• [Given request]: Count the lines in the items below that contain the string "woman", where case counts, and reply with only that number.

• [Dataset records]:
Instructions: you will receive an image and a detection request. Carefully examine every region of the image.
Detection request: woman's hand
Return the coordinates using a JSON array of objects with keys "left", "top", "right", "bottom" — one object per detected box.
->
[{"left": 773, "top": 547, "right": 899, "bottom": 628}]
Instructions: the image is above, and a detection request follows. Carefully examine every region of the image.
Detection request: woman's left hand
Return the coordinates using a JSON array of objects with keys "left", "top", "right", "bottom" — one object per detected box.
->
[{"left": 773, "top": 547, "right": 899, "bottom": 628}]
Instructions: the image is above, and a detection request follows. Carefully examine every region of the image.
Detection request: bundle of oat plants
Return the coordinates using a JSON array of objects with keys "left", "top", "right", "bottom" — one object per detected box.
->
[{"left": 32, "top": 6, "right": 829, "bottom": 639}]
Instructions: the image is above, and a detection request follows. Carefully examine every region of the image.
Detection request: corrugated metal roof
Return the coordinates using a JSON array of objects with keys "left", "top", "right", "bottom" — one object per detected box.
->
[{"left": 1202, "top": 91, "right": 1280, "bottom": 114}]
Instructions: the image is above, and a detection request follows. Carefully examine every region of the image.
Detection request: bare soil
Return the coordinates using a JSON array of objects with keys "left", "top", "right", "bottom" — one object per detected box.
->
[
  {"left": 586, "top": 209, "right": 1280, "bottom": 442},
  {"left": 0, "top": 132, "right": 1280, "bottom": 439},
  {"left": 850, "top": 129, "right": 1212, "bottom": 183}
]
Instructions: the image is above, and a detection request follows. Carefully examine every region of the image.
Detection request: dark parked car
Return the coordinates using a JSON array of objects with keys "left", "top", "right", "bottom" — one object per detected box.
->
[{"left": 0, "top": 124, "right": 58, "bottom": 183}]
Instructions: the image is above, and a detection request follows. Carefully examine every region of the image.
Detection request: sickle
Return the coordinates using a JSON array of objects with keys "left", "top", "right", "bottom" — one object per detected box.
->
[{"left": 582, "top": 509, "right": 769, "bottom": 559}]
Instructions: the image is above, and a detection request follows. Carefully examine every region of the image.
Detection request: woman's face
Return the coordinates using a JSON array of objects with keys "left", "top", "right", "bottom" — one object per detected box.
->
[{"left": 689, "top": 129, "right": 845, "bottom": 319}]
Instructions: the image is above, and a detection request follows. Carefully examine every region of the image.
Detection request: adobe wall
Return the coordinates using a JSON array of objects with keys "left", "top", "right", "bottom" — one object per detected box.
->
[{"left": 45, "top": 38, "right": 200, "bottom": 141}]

• [Reply to the task]: 3